(What you will do):
1) From the research project description, extract the passage from "Research project" up to and including "several metabolic pathways.".
2) According to the research project description, in what year did the writer begin research work as a student?
3) Translate this sentence from the research project description into Spanish: "Lipid soluble hormones such as oestrogens and retinoids act via nuclear receptors which bind to and regulate the expression of certain genes."

(Document section):
***

Research project

Our group’s research focuses on the molecular and cell biology of lipid activated transcription factors, so called nuclear receptors, which can regulate cell differentiation and several metabolic pathways.

We are interested in the molecular details of hormone action. Lipid soluble hormones such as oestrogens and retinoids act via nuclear receptors which bind to and regulate the expression of certain genes. To positively or negatively regulate gene expression they need to communicate with other proteins (co-regulators). We try to understand the details and molecular determinants of these interactions using molecular and cell biological approaches.

We are also interested in the biological function of nuclear receptors. There are nuclear receptors such as PPARγ, RARα, LXR and VDR which appear to have role in regulating gene transcription of monocytes, macrophages and dendritic cells in a metabolic state dependent manner. We try to understand how these receptors modulate macrophage and dendritic cell function, which genes or gene networks get activated by them and what is their contribution to disease states such as diabetes, obesity, inflammation and atherosclerosis.

I started my research activity as student in 2002. I worked with human monocyte-derived dendritic cells investigating the transcriptional changes after the ligand dependent activation of PPARγ and RARα during the DC differentiation.

In order to validate our results in vivo I started to work with mouse models when I became a PhD student. First I characterized which nuclear receptor isotypes can we activate upon ligand treatment using in vitro mouse bone marrow-derived DC systems. I characterized different DC subtypes using flow cytometry analysis and detection of elevated expression of target genes with „real-time“ QPCR proved that PPARγ and RARα pathways functions also in mouse DCs.

We also use different transgenic models to investigate the phenotipic effects of the absence of PPARγ. Using these animal models we carried out microarray experiments to identify new potential PPARγ target genes and pathways. These microarray experiments open new fields of our research, so I have to learn new methods and approaches for effective research.

***

(Extracted information):
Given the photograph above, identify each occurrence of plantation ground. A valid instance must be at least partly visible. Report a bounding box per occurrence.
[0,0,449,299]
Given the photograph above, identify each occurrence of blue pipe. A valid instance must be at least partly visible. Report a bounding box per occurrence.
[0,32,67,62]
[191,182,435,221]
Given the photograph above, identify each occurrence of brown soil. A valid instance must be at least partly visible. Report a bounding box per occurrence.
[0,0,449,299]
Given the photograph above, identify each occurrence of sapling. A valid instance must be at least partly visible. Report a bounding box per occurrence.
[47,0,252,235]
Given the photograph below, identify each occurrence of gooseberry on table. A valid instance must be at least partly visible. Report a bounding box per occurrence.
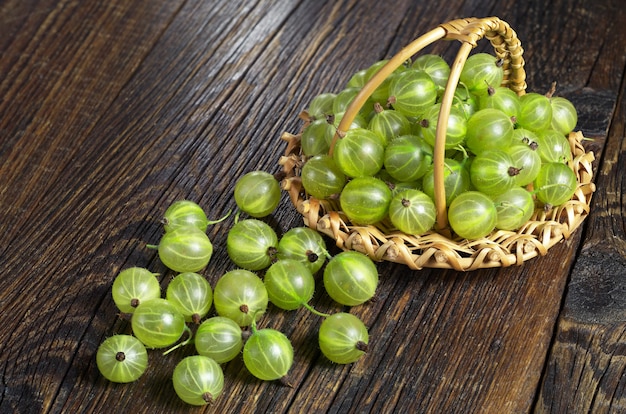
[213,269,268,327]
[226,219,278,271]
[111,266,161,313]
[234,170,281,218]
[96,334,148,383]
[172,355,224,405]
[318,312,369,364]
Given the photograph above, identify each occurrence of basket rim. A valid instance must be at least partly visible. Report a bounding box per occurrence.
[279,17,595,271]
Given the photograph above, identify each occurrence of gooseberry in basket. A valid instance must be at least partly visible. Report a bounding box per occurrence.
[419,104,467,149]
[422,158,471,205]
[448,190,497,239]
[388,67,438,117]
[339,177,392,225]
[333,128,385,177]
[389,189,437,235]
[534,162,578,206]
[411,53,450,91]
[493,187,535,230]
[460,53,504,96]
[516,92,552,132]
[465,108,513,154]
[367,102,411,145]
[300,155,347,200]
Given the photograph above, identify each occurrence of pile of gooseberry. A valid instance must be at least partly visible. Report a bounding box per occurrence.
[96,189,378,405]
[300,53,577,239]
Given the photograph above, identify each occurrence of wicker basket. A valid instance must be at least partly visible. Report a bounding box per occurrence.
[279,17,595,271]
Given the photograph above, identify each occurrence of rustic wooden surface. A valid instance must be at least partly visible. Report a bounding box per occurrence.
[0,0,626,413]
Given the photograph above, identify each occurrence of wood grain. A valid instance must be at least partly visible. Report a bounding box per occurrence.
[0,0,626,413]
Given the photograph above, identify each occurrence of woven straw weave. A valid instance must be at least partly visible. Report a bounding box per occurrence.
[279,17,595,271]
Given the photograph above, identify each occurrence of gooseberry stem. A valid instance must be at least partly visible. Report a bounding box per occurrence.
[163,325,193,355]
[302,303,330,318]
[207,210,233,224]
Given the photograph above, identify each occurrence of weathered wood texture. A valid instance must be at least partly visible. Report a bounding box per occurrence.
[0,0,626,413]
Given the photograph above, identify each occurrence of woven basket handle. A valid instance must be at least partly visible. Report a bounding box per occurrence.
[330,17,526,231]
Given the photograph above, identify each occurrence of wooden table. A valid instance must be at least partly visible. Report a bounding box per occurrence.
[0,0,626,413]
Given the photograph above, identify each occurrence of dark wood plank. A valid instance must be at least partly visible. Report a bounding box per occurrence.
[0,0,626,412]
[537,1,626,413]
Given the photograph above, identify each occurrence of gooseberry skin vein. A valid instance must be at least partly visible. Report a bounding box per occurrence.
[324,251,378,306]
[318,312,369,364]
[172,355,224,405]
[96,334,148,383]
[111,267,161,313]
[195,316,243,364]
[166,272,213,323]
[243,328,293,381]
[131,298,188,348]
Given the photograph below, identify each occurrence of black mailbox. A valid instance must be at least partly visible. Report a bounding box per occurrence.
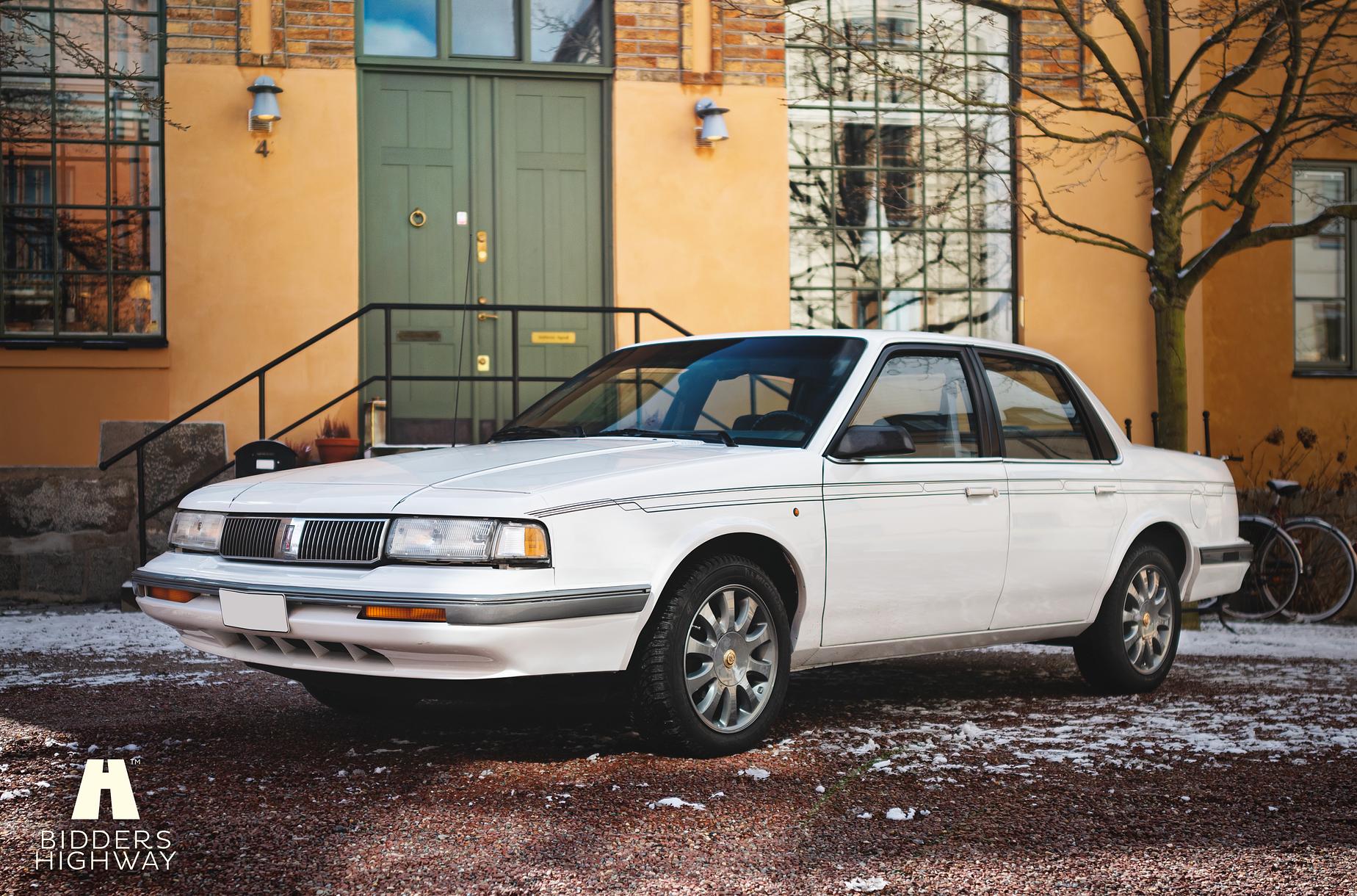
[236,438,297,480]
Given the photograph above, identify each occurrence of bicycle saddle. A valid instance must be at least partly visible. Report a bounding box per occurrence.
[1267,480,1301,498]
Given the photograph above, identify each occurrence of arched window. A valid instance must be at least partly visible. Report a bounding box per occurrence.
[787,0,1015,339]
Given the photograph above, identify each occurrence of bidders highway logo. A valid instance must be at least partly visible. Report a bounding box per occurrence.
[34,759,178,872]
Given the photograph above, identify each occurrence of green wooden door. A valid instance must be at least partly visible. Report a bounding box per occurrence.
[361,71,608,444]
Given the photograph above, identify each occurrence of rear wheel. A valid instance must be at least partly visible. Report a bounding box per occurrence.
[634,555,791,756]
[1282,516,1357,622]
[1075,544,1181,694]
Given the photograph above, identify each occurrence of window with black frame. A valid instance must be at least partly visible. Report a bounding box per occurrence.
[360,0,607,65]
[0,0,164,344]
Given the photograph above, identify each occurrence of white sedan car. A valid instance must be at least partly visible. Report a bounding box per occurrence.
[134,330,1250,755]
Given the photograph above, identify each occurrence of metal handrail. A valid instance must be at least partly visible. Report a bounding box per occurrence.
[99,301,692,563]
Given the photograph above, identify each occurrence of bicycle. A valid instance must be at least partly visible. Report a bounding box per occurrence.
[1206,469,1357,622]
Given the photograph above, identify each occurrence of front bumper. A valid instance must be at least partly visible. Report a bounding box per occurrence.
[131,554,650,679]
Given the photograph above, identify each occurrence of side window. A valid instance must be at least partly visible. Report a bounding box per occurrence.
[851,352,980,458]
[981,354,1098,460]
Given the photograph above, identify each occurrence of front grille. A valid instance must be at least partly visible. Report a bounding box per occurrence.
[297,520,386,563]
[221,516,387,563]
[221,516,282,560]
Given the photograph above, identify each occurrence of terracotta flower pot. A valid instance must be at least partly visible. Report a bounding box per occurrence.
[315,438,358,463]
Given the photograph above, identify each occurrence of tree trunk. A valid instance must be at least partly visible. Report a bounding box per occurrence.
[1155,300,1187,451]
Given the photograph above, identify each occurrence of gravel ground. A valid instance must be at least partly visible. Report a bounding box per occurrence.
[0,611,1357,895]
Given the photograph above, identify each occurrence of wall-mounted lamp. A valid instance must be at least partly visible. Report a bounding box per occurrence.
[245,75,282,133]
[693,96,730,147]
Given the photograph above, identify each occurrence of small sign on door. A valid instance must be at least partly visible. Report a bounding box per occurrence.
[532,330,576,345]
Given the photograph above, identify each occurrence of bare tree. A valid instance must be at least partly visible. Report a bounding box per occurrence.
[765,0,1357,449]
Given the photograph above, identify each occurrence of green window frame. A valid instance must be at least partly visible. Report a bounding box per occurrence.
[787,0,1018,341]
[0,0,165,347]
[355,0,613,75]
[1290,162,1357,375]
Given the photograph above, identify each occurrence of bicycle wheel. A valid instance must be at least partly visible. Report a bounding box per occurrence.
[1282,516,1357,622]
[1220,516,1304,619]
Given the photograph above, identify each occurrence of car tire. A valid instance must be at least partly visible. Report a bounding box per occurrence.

***

(Solution list):
1)
Research project

Our group’s research focuses on the molecular and cell biology of lipid activated transcription factors, so called nuclear receptors, which can regulate cell differentiation and several metabolic pathways.

2) 2002

3) Las hormonas liposolubles, como los estrógenos y los retinoides, actúan a través de receptores nucleares que se unen a ciertos genes y regulan su expresión.